**Exercise instructions**:
Output every line of the data below unchanged, in the same order.
—————
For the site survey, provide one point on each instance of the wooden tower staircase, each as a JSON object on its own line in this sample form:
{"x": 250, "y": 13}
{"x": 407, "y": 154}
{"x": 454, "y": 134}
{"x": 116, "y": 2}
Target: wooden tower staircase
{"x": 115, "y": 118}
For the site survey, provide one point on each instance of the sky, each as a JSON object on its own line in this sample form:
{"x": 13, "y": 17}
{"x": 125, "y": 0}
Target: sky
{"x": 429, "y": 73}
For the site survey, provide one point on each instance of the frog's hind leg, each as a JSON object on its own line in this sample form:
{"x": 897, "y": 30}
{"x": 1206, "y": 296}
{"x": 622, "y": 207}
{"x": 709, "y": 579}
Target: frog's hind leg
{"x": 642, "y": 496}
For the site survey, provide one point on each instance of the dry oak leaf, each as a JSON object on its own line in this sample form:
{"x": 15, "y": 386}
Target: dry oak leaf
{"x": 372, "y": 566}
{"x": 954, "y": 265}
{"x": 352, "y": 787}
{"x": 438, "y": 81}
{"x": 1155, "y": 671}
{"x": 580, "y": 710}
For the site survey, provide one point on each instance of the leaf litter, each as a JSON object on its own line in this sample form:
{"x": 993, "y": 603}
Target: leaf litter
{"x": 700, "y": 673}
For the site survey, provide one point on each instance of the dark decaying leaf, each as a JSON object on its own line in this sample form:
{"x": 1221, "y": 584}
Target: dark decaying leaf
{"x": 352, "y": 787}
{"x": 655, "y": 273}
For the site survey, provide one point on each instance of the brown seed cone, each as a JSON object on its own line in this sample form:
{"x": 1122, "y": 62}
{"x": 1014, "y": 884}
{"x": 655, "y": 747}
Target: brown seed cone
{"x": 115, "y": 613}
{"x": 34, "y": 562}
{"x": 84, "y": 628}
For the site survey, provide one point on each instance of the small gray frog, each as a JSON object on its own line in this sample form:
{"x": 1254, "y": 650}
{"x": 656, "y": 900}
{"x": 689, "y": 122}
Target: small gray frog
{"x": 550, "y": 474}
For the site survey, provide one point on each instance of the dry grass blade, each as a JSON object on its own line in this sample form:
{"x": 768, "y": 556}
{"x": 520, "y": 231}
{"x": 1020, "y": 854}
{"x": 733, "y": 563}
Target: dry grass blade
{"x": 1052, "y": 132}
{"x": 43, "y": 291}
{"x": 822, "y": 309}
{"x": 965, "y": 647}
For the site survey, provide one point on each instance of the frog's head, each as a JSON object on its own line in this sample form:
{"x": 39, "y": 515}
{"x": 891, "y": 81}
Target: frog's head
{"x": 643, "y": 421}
—————
**Response to the exercise**:
For the site survey, provide one point on each instance of the wooden tower staircase, each as a JSON object on its own line in this sample form:
{"x": 250, "y": 13}
{"x": 407, "y": 154}
{"x": 454, "y": 134}
{"x": 116, "y": 2}
Target: wooden tower staircase
{"x": 115, "y": 118}
For the site survey, provide one point on each instance of the sky, each as a JSON object on its own line in this sample form:
{"x": 13, "y": 17}
{"x": 125, "y": 0}
Target: sky
{"x": 429, "y": 73}
For the site survey, provide one point on each instance of the frog's hind leg, each as a JSON object on its own line in this sample form:
{"x": 897, "y": 30}
{"x": 1206, "y": 296}
{"x": 622, "y": 207}
{"x": 709, "y": 579}
Target: frog's hind leg
{"x": 642, "y": 496}
For the site survey, provide one point on each instance of the dry oak leaf, each as a JSON object on its own line in this sample form:
{"x": 15, "y": 386}
Target: dry oak leaf
{"x": 372, "y": 566}
{"x": 954, "y": 265}
{"x": 352, "y": 787}
{"x": 438, "y": 81}
{"x": 1155, "y": 671}
{"x": 580, "y": 710}
For the site survey, provide one point on each instance of the leaf litter, each as a JSON object on its own line in this sample form:
{"x": 993, "y": 603}
Target: leaf litter
{"x": 700, "y": 673}
For the site survey, provide one point on each instance of the dark decaying leaf, each as a JSON object on its own line in this sample form:
{"x": 1221, "y": 584}
Target: dark decaying leaf
{"x": 352, "y": 787}
{"x": 655, "y": 273}
For the site survey, provide one point on each instance of the brown seed cone, each as a JSON object on its own line in this sample form:
{"x": 1122, "y": 62}
{"x": 1014, "y": 884}
{"x": 655, "y": 747}
Target: brown seed cone
{"x": 115, "y": 613}
{"x": 34, "y": 562}
{"x": 84, "y": 628}
For the site survey, provide one point on each instance of the small gray frog, each as a JSON object on its own line in this sample form:
{"x": 1254, "y": 650}
{"x": 656, "y": 900}
{"x": 689, "y": 122}
Target: small gray frog
{"x": 550, "y": 474}
For the site survey, provide one point on each instance of the dry grass blade, each as a JSON object on its own line in this sample form:
{"x": 768, "y": 556}
{"x": 520, "y": 231}
{"x": 1020, "y": 854}
{"x": 733, "y": 563}
Target: dry grass blade
{"x": 1052, "y": 132}
{"x": 43, "y": 291}
{"x": 822, "y": 309}
{"x": 965, "y": 647}
For the site survey, provide one point on each instance of the frog's head, each as a JSON object on its own line in this sample form:
{"x": 39, "y": 515}
{"x": 891, "y": 81}
Target: frog's head
{"x": 643, "y": 421}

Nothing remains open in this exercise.